[TASK] Can you repeat word for word the lines starting at the very first one and ending at the one that contains "151 13 L 143"?

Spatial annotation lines

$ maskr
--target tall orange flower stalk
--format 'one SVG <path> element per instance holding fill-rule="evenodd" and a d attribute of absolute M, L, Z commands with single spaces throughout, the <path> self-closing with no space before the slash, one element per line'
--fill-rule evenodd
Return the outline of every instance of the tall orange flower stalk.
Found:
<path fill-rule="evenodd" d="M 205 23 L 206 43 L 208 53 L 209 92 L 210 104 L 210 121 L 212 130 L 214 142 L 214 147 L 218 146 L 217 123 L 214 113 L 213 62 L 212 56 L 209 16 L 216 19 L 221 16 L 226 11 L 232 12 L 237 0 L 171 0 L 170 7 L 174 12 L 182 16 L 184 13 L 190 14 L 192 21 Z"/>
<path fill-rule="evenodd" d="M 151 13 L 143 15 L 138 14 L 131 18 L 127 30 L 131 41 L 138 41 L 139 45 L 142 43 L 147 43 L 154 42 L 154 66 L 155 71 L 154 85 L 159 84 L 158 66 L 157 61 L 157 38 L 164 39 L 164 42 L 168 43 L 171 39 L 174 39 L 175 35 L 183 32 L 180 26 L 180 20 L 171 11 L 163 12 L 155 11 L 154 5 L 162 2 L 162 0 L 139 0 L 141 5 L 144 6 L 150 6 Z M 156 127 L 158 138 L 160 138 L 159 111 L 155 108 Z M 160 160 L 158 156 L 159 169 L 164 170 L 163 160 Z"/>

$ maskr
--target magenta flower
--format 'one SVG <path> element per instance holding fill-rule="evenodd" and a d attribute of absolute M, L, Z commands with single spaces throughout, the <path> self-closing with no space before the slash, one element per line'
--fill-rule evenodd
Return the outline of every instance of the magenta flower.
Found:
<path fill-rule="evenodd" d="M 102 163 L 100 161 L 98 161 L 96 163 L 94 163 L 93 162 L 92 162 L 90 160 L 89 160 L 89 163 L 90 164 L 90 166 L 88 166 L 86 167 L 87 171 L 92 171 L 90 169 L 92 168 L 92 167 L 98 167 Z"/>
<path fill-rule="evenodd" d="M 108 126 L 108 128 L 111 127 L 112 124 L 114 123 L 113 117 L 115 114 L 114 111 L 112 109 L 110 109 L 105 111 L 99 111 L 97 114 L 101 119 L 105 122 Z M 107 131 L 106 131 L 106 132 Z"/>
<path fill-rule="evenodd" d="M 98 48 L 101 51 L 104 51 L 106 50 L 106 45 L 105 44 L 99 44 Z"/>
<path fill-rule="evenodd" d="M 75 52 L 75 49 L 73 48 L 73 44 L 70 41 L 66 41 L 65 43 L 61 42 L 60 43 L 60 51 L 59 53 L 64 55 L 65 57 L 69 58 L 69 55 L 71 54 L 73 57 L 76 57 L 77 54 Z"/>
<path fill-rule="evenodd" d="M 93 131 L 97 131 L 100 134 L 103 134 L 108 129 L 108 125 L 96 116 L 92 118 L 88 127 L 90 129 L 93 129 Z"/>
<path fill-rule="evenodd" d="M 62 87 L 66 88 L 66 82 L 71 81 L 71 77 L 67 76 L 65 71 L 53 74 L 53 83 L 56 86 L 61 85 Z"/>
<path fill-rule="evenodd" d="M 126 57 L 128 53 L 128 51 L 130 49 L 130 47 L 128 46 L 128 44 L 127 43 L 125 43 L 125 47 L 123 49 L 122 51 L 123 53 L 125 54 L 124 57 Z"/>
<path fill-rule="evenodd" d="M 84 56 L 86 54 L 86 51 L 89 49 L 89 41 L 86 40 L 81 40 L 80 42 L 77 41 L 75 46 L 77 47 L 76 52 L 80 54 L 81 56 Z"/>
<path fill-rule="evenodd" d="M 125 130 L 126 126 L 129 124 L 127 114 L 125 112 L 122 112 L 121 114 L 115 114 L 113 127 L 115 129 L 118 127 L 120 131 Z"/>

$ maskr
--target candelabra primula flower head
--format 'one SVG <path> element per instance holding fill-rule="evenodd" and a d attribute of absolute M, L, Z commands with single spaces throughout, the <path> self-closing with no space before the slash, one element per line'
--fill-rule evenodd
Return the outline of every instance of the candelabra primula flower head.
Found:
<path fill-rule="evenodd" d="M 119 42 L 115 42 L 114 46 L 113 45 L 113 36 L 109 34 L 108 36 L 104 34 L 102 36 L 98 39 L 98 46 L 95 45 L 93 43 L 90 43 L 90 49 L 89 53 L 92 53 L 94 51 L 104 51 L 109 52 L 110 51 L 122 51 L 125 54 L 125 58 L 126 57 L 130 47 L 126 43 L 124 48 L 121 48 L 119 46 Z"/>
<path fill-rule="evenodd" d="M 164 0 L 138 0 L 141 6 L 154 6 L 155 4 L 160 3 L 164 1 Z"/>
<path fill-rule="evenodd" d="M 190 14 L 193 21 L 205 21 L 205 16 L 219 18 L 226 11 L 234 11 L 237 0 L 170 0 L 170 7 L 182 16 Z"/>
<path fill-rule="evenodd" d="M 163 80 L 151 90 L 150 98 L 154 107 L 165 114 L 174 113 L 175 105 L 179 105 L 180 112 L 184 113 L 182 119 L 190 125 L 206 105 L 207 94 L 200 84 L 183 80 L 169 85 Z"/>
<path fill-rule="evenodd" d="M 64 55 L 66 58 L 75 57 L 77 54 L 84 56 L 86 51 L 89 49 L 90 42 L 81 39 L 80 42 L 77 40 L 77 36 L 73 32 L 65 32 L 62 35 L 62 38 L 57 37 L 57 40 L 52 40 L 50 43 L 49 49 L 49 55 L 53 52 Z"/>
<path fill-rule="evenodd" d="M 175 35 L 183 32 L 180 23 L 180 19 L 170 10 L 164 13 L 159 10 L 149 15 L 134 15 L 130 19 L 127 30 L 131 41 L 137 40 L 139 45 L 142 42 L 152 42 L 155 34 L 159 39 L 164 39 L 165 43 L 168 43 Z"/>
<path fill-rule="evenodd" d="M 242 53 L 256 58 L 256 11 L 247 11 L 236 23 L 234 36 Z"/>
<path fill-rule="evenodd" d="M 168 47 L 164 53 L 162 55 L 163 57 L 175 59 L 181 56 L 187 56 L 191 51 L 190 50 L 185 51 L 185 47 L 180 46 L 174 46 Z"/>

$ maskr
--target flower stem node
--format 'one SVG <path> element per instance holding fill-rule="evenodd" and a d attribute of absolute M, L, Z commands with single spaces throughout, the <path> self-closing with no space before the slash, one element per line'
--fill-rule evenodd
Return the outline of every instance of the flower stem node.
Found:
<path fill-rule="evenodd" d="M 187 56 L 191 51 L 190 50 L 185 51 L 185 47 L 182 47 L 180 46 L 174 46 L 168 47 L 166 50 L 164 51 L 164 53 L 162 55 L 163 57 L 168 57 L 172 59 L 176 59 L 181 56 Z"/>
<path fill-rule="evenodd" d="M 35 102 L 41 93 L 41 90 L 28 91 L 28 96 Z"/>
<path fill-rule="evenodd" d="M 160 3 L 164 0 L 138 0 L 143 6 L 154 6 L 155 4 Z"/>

[RESPONSE TO THIS EXERCISE]
$ maskr
--target tall orange flower stalk
--format 'one SVG <path> element per instance holding fill-rule="evenodd" and a d attribute of absolute M, L, Z commands with single spaces throughout, the <path> self-closing with no space before the slash, one element per line'
--fill-rule evenodd
Return the outline of every instance of the tall orange flower stalk.
Found:
<path fill-rule="evenodd" d="M 205 23 L 206 43 L 208 53 L 209 92 L 210 104 L 210 121 L 212 130 L 214 142 L 214 147 L 218 146 L 217 123 L 214 113 L 213 62 L 212 56 L 209 16 L 216 19 L 221 16 L 226 11 L 232 12 L 237 0 L 171 0 L 170 7 L 174 12 L 182 16 L 184 13 L 190 14 L 192 21 Z"/>
<path fill-rule="evenodd" d="M 151 13 L 143 15 L 138 14 L 131 18 L 127 30 L 131 41 L 138 41 L 139 45 L 142 43 L 147 43 L 154 42 L 154 66 L 155 71 L 154 85 L 159 84 L 158 66 L 157 61 L 157 38 L 164 39 L 164 42 L 168 43 L 171 39 L 174 39 L 175 35 L 183 32 L 180 26 L 180 20 L 171 11 L 163 12 L 155 11 L 154 5 L 162 2 L 162 0 L 139 0 L 141 5 L 144 6 L 150 6 Z M 156 127 L 158 138 L 160 138 L 159 111 L 155 108 Z M 160 160 L 158 156 L 159 169 L 164 170 L 163 160 Z"/>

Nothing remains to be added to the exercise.